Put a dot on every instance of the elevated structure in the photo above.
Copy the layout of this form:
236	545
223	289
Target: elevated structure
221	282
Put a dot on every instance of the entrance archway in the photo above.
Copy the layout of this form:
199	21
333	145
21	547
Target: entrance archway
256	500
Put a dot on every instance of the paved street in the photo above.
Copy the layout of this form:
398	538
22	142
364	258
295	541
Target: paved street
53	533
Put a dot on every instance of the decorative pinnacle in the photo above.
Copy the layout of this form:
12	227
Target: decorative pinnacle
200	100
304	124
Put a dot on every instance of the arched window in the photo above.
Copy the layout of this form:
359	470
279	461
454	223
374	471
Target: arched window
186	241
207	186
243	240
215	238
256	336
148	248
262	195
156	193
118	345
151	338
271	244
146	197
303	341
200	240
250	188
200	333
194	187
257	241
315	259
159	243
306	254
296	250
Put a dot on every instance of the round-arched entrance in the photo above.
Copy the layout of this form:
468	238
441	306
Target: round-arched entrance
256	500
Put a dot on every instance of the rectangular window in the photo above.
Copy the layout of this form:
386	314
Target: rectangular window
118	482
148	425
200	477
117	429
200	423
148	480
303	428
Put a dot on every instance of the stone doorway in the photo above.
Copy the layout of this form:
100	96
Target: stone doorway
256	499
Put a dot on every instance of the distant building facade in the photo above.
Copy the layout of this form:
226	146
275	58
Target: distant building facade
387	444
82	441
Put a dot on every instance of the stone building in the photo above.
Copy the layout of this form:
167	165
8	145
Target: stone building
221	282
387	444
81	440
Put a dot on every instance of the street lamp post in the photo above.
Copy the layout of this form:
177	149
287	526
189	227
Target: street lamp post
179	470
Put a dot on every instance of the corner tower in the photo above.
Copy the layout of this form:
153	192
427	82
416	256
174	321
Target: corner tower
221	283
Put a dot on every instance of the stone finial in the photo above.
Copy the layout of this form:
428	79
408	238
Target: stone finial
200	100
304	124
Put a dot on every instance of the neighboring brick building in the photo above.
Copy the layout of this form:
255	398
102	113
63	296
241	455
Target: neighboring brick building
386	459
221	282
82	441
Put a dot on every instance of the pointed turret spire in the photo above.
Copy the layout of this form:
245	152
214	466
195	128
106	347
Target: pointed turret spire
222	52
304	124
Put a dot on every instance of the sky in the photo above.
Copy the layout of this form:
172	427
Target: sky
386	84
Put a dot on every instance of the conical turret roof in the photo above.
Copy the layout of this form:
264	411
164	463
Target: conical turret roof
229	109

# # # # # # #

> **WHAT YOU HAVE TO DO**: For every entry above, give it back exactly as written.

> **FINAL ANSWER**:
Put a dot on every instance of the elevated structure in the photo above.
Copy the layout of this form:
236	545
223	289
Target: elevated structure
221	282
Put a dot on every instance of the entrance archway in the photo above.
Copy the layout of this form:
199	21
333	145
21	547
Target: entrance archway
256	500
Put a dot on every instance of the paved street in the photo above.
Copy the layout of this form:
398	538
22	142
364	258
295	541
Target: paved street
53	533
Put a dot on every instance of the decorative pinnacle in the photo above.
Copy the layout of this form:
12	227
Target: decorative pinnacle
200	100
304	124
Put a dot on every instance of the arched window in the photo above.
Copy the layout of this form:
359	470
279	461
454	223
374	471
Target: arched window
186	241
207	186
243	240
215	238
256	336
148	248
262	195
156	193
118	345
151	338
271	244
146	197
303	341
200	240
250	188
200	333
194	187
257	241
315	259
159	243
306	254
296	250
Put a dot on every instance of the round-arched entrance in the photo above.
Copy the layout of this form:
468	238
441	306
Target: round-arched entrance
256	500
Put a dot on every instance of the rectangular window in the photo above.
Copy the layout of this form:
386	314
Target: rectangular window
118	482
148	425
200	477
117	429
200	423
148	480
303	428
Put a dot on every instance of the stone doorway in the photo above.
Copy the layout of this form:
100	96
Target: stone doorway
256	499
Put a dot on every instance of the distant building facade in the photo above.
Copy the layout of this form:
226	146
275	58
Target: distant building facade
387	444
82	441
Put a dot on every instance of the stone building in the photo above.
Copy the layout of this form:
167	165
8	145
Target: stone building
221	282
387	444
81	440
Put a dot on every instance of the street lamp post in the photo above.
Copy the layout of this form:
177	149
287	526
189	227
Target: street lamp post
179	470
Put a dot on every instance of the corner tower in the photo above.
Copy the layout of this form:
153	192
427	82
416	256
174	321
Target: corner tower
221	283
Put a dot on every instance of the stone finial in the photo above.
Copy the layout of this form:
428	79
408	238
Target: stone finial
200	100
304	124
Put a dot on every instance of the neighboring brick building in the photo above.
Copy the layout of this form:
255	398
102	113
63	296
241	455
Target: neighboring brick building
386	459
221	282
82	441
Put a dot on every instance of the pointed turret spire in the photo above.
Copy the layout of this form:
245	152
214	466
195	128
106	347
Target: pointed turret spire
222	52
304	124
Put a dot on every instance of the sky in the photo above.
Copy the layout of this form:
172	427
Target: sky
386	84
Put a dot on every instance of the conical turret roof in the photo above.
Copy the layout of this form:
264	411
164	463
Target: conical turret roof
229	109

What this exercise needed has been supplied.